- _Input records_
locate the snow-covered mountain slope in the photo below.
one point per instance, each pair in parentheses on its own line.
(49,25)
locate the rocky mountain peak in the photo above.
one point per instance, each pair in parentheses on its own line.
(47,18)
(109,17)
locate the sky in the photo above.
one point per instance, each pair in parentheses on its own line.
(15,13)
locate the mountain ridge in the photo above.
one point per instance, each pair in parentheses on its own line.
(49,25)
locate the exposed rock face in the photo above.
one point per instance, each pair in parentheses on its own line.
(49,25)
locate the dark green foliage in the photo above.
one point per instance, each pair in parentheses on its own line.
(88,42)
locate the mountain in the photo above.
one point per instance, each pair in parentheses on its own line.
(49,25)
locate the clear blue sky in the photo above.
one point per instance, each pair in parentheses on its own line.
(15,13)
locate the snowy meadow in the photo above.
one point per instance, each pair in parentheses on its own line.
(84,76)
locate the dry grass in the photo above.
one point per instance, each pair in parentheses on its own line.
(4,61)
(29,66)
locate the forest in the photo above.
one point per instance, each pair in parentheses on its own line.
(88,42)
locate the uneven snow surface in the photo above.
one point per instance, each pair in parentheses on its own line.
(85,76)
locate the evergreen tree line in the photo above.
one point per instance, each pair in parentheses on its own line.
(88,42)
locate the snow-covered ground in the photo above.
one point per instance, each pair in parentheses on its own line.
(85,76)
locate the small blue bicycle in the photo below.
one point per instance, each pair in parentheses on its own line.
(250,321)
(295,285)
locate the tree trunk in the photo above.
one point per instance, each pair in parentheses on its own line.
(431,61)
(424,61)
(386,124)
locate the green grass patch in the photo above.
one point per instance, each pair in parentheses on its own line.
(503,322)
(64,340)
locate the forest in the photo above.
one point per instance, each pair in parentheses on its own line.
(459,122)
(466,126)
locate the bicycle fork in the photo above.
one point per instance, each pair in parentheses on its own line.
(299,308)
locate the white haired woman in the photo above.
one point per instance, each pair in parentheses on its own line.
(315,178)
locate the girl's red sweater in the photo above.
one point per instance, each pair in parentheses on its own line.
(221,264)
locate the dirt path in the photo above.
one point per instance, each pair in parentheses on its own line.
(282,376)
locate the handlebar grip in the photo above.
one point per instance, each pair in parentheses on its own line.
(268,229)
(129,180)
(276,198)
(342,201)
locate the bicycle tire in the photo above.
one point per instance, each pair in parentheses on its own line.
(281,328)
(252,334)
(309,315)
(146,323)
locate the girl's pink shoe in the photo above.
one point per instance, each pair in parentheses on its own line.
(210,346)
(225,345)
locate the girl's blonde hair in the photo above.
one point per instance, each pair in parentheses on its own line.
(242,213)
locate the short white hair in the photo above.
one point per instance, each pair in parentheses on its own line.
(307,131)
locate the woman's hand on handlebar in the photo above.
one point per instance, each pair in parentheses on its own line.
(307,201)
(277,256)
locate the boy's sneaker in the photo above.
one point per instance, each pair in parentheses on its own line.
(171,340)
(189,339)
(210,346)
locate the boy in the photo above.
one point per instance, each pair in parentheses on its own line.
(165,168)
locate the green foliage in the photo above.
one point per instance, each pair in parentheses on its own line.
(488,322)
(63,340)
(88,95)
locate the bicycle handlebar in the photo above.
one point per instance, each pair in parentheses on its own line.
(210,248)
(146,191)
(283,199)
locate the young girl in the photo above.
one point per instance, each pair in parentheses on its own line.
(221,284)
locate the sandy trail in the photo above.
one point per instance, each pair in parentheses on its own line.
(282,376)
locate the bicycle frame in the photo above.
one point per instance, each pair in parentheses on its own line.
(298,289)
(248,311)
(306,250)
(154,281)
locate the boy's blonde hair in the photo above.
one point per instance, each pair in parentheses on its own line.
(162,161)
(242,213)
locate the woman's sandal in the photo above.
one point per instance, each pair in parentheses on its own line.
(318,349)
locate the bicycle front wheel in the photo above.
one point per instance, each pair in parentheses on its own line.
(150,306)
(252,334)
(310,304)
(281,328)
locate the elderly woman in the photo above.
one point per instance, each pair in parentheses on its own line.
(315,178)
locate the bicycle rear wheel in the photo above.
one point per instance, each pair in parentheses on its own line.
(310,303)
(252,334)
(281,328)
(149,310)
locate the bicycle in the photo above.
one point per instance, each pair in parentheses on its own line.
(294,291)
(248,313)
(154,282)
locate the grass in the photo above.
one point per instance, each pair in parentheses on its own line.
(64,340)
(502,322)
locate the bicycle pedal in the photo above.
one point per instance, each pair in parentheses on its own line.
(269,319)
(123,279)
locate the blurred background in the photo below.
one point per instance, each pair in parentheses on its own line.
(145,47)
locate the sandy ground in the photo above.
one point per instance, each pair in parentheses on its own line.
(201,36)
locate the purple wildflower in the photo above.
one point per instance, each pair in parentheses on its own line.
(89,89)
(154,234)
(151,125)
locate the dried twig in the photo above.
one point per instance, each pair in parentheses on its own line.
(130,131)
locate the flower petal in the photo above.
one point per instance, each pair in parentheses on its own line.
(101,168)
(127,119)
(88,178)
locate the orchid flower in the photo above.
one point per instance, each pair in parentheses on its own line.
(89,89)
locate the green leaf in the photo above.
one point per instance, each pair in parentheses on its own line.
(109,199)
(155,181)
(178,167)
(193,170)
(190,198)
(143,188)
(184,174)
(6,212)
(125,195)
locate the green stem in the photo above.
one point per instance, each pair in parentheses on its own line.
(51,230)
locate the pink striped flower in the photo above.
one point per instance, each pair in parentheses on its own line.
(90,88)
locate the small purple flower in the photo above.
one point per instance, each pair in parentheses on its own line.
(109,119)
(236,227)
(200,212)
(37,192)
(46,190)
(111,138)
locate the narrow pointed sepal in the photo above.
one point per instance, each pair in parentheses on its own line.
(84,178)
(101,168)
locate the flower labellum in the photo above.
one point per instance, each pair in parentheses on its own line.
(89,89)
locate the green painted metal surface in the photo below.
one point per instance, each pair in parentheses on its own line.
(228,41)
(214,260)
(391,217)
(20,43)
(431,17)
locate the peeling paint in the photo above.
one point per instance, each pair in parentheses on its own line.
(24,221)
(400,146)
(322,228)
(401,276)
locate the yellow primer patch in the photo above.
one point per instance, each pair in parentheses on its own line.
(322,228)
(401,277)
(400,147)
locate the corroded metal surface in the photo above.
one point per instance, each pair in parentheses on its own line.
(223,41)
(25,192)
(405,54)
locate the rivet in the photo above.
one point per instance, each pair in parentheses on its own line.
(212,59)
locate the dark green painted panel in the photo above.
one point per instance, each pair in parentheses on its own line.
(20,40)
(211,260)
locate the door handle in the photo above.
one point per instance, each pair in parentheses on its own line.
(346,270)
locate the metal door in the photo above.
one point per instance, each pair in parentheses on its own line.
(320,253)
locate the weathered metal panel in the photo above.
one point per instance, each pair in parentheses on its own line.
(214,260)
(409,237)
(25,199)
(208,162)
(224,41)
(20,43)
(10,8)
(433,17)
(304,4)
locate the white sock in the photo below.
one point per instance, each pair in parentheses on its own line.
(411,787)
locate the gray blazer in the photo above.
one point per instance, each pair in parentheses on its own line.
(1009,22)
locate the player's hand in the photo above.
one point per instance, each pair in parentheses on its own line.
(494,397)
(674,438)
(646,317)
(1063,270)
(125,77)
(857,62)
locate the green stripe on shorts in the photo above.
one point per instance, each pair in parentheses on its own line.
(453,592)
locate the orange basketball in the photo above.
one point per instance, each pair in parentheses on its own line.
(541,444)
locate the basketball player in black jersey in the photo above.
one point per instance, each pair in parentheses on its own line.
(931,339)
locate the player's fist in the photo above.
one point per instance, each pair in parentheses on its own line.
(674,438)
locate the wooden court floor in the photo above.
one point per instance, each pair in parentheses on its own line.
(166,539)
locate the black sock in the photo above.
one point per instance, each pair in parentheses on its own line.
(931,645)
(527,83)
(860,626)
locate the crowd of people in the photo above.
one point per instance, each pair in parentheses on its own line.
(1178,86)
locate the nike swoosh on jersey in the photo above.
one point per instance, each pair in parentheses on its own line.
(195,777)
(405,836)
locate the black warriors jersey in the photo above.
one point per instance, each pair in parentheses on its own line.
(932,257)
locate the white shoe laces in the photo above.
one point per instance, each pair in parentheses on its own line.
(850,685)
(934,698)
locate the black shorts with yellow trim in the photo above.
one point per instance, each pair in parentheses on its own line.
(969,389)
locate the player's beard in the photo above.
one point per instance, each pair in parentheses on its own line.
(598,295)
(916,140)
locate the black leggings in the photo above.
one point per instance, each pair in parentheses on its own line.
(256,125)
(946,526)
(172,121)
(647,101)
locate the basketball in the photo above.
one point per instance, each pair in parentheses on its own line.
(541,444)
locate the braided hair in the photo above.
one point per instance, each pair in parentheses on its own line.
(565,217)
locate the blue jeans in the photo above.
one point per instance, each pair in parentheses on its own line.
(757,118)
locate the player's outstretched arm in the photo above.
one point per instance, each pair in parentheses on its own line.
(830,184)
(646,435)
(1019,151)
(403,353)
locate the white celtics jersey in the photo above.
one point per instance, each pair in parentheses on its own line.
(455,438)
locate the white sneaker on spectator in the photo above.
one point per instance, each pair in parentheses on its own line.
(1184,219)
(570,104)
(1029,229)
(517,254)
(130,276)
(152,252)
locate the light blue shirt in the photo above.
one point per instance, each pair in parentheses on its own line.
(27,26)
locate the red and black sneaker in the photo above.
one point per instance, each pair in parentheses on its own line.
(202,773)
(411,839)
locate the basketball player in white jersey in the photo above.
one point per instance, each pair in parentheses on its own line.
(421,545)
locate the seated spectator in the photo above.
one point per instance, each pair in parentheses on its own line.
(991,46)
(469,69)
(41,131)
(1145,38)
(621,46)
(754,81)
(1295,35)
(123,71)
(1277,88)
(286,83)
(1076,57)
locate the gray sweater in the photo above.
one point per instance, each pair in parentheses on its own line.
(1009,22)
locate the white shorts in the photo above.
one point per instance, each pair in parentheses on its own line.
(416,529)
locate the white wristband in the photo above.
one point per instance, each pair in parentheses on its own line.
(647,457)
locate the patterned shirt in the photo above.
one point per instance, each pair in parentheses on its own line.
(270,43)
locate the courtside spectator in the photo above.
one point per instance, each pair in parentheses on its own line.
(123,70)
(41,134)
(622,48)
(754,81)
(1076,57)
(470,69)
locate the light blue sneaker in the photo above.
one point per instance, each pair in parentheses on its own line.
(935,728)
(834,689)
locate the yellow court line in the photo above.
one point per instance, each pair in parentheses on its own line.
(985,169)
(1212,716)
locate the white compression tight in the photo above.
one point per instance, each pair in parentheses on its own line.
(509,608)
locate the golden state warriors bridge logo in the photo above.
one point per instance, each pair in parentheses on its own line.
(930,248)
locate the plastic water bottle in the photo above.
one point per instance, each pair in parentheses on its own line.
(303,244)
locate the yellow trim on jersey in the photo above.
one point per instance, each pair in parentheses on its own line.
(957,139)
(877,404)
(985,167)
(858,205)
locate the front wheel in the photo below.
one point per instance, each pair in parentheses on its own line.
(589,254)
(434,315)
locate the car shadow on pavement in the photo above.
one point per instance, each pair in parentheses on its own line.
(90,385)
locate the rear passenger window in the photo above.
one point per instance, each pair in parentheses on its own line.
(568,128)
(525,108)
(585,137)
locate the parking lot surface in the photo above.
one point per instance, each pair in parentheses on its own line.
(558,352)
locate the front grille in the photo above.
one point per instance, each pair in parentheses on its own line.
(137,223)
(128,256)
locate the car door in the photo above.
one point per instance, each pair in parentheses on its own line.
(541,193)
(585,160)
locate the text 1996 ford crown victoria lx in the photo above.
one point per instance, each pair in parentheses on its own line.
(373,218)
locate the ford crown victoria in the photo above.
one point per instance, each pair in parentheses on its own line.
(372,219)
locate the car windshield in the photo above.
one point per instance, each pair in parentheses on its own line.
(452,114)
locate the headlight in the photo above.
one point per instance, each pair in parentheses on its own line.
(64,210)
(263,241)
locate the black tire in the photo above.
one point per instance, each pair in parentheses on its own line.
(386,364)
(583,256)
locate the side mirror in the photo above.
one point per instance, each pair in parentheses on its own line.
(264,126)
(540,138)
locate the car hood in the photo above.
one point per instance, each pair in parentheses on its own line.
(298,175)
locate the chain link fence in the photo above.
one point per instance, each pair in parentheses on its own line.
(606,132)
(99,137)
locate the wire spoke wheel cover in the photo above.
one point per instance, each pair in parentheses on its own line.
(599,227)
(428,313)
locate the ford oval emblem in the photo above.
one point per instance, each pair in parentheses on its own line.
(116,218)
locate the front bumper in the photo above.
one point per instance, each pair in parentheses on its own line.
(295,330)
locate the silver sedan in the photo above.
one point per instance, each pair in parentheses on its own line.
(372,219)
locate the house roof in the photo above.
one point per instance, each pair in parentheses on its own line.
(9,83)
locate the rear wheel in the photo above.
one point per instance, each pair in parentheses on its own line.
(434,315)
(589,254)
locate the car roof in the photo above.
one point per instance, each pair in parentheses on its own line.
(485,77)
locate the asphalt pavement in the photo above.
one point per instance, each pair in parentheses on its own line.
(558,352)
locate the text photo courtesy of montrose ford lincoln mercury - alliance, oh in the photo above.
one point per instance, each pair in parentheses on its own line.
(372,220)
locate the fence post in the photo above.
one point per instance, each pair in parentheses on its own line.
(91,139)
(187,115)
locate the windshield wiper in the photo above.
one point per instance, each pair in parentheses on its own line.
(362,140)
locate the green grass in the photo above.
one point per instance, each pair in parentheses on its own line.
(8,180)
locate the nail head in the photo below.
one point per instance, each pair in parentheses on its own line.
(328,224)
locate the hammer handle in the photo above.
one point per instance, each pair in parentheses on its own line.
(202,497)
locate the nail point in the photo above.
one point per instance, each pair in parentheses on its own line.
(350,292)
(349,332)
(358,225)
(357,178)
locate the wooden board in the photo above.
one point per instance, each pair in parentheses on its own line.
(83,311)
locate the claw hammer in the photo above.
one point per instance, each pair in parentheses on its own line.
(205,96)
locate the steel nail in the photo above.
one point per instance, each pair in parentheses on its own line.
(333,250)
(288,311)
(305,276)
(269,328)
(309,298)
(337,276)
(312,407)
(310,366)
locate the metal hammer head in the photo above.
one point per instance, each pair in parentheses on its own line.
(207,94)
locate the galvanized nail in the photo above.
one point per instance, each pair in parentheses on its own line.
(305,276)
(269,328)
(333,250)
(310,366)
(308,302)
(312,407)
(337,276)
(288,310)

- _What this task involves_
Begin with the line that contains "locate the text photo" and quote each line after it exactly, stopping after the last line of the data.

- _Written solution_
locate the text photo courtesy of montrose ford lincoln mercury - alliance, oh in the photo above.
one point per instance, each pair in parentheses on its own line.
(372,220)
locate the fence post in the photo above.
one point per instance, each pair in parentheses on its own line.
(91,139)
(187,115)
locate the windshield wiper in the photo above.
one point per instance, each pair in parentheses on its own line.
(362,140)
locate the green grass in the photo above.
one point per instance, each pair in parentheses on its own line.
(8,180)
locate the nail head in the photo below.
one point per instance, each pair in parentheses on its own line.
(328,224)
locate the hammer handle in the photo above.
one point per instance, each pair in parentheses on its own line.
(202,497)
locate the nail point in the photo above.
one point per instance, each pair in parentheses on its own line.
(350,292)
(349,332)
(358,225)
(357,178)
locate the wooden board in the photo above.
one point per instance, each pair in parentheses on its own line.
(83,311)
locate the claw hammer in the photo above.
one point per instance, each pair in parentheses on its own line.
(205,96)
locate the steel nail in the photo above.
one point per instance, each pair in parentheses on its own line.
(333,250)
(288,311)
(305,276)
(269,328)
(309,298)
(337,276)
(312,407)
(310,366)
locate the metal hammer head in the photo above.
one point per instance, each pair in parentheses on its own line.
(207,94)
locate the galvanized nail in the photo above.
one point per instance, each pair in parentheses on its own line.
(305,276)
(269,328)
(333,250)
(310,366)
(308,302)
(312,407)
(337,276)
(288,310)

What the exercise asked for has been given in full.